= Named object pointing entries =
════════════════

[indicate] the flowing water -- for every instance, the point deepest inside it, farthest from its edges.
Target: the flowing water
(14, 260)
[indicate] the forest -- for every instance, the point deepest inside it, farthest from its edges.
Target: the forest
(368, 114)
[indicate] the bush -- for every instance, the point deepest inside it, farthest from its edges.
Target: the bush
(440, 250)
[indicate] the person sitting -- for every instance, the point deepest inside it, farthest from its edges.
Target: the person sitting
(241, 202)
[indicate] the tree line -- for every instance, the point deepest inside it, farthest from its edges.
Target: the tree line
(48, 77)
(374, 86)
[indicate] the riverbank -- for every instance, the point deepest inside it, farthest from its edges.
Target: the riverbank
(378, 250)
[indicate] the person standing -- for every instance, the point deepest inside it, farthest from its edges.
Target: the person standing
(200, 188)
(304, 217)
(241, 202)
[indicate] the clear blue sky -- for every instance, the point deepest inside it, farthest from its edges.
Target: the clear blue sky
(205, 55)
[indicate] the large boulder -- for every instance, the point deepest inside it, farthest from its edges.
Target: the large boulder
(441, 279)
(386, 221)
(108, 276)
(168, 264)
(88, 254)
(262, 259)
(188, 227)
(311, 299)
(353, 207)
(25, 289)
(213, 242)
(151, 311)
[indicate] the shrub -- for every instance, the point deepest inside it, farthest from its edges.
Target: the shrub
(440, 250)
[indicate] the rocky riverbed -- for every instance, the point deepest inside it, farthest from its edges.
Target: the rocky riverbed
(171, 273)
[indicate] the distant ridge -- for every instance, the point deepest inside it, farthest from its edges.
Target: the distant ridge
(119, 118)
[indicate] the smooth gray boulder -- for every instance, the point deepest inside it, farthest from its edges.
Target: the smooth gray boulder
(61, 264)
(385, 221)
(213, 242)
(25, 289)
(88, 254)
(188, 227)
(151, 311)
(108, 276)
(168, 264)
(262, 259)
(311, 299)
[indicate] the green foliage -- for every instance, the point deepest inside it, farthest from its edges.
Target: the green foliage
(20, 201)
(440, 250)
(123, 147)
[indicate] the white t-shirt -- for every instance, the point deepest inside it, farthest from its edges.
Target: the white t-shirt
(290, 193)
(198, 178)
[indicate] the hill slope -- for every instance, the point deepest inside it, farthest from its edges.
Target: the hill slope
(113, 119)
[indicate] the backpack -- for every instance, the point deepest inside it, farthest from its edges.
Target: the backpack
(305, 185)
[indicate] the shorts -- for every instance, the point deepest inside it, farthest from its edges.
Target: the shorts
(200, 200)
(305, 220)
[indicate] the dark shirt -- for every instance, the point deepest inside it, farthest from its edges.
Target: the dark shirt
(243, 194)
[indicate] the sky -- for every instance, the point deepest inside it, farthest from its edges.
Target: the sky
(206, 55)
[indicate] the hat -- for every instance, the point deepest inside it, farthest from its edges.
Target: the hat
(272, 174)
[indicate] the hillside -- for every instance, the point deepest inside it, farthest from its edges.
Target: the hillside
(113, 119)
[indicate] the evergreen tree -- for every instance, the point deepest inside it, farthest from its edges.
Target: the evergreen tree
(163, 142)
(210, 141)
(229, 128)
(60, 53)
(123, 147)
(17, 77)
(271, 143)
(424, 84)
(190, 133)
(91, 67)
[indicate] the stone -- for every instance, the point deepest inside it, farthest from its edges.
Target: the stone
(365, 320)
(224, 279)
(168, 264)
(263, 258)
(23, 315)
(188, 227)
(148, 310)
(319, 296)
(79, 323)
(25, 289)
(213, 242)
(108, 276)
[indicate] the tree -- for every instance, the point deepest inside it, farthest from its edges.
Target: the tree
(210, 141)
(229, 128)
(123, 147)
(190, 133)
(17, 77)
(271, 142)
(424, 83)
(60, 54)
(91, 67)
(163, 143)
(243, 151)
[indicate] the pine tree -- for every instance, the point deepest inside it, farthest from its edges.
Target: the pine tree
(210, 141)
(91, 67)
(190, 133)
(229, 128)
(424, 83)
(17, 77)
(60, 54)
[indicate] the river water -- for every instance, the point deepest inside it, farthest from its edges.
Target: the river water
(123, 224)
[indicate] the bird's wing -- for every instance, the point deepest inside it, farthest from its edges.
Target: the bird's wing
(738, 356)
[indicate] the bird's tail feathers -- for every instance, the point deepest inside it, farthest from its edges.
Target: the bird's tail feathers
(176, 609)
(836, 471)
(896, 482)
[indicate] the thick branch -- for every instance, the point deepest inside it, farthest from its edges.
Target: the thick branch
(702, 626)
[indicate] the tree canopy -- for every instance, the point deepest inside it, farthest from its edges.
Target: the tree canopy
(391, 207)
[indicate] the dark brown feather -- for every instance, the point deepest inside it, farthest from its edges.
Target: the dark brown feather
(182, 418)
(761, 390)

════════════════

Every line of the data above should be reproduced word for word.

= Exercise result =
[indicate] the flowing water -- for every instance, the point deepest inside it, farthest from its edges.
Target: the flowing water
(14, 260)
[indicate] the forest -- for every instance, the point deepest inside it, farthest from its edges.
Target: the forest
(368, 114)
[indicate] the bush -- for every instance, the point deepest inside it, farthest from its edges.
Target: the bush
(440, 250)
[indicate] the person sitting -- for every instance, the point deepest inside it, farthest from its edges.
Target: the person sitting
(241, 202)
[indicate] the tree line -- for every instance, the point deepest inside it, farthest from its edges.
Target: the tree line
(48, 77)
(374, 86)
[indicate] the riverbank -- for every instance, the point deepest inside it, farthest from its edges.
Target: the riverbank
(378, 250)
[indicate] the person standing -- for every instance, the point deepest inside it, farthest from its edges.
Target: the person standing
(200, 188)
(304, 217)
(241, 202)
[indicate] the clear blue sky -- for every instance, the point deepest inside it, farthest from its edges.
Target: the clear blue sky
(205, 55)
[indicate] the large boulder -- for every instance, the point deepest inside it, farthest from its edges.
Target: the large boulder
(441, 279)
(386, 221)
(108, 276)
(168, 264)
(88, 254)
(262, 259)
(188, 227)
(311, 299)
(353, 207)
(25, 289)
(213, 242)
(151, 311)
[indicate] the shrub -- for every instance, the point deepest inside it, farthest from its edges.
Target: the shrub
(440, 250)
[indicate] the rocky riverbed -- for every instance, the point deepest inside it, farthest from its edges.
Target: the rocky riverbed
(171, 273)
[indicate] the distant ridge -- for every instance, the point deepest inside it, farthest from its edges.
Target: the distant ridge
(119, 118)
[indicate] the smooth gray boulder -- for every instance, the point deepest inside it, farthest from its edges.
Target: the smooth gray boulder
(61, 264)
(385, 221)
(213, 242)
(25, 289)
(88, 254)
(188, 227)
(151, 311)
(108, 276)
(168, 264)
(262, 259)
(311, 299)
[indicate] the green foliage -- for every instance, the point deepest inside it, farthest from its edges.
Target: the green foliage
(20, 201)
(440, 250)
(123, 147)
[indicate] the white t-shirt -- for every instance, the point deepest inside it, farthest from its edges.
Target: the white t-shirt
(290, 193)
(198, 178)
[indicate] the hill slope -- for every instance, the point deepest inside it, farthest from its edges.
Target: the hill slope
(113, 119)
[indicate] the backpack -- for every instance, the point deepest inside it, farthest from its edges.
Target: the backpack
(305, 185)
[indicate] the shorts -- for every instance, the point deepest inside it, farthest from its edges.
Target: the shorts
(200, 200)
(305, 220)
[indicate] the dark shirt -- for every instance, the point deepest inside it, farthest from its edges.
Target: the dark shirt
(243, 194)
[indicate] the sky -- for every instance, the point deepest inside it, farthest from its edges.
Target: the sky
(206, 55)
[indicate] the hat -- for every instance, the point deepest inside it, farthest from its edges.
Target: the hat
(272, 174)
[indicate] the hillside -- for every instance, the point deepest inside it, farthest from its edges.
Target: the hillside
(113, 119)
[indicate] the evergreen tree -- for every instance, the point deepest inside it, farthest from its edges.
Target: the evergreen tree
(163, 142)
(210, 141)
(229, 128)
(60, 53)
(123, 147)
(17, 77)
(271, 143)
(424, 84)
(190, 133)
(91, 67)
[indicate] the stone -- for every instance, the point deepest inside it, farthest from its edges.
Target: the stone
(365, 320)
(224, 279)
(168, 264)
(263, 258)
(23, 315)
(188, 227)
(148, 310)
(319, 296)
(79, 323)
(25, 289)
(213, 242)
(108, 276)
[indicate] the tree -- for every instance, the point deepest inside it, farthest from its edges.
Target: the tree
(210, 141)
(229, 128)
(123, 147)
(190, 133)
(17, 77)
(271, 142)
(424, 83)
(60, 54)
(91, 67)
(163, 143)
(243, 151)
[indicate] the pine tree -- for every instance, the point deepest inside it, farthest from its edges.
Target: the pine tree
(210, 141)
(91, 67)
(190, 133)
(229, 128)
(424, 83)
(17, 77)
(60, 54)
[indicate] the river water -- for every instance, the point deepest inside it, farthest from its edges.
Target: the river water
(123, 224)
[indicate] the bird's wing -- for every instance, the point deepest inside it, farthest from its edges.
Target: the bird's wing
(738, 356)
[indicate] the bird's tail feathers -- for every instance, the point deepest inside it, farthest from its edges.
Target: the bird's tail feathers
(176, 609)
(836, 471)
(896, 482)
[indicate] the thick branch -- for every instance, the point deepest inside it, farthest from its edges.
Target: the thick branch
(702, 626)
[indicate] the tree canopy -- for every instance, the point deepest inside it, farthest from its edges.
Target: the tree canopy
(391, 207)
[indicate] the dark brown feather -- for every instance, the point deepest inside it, farthest from its edges.
Target: the dark brown feather
(182, 418)
(761, 390)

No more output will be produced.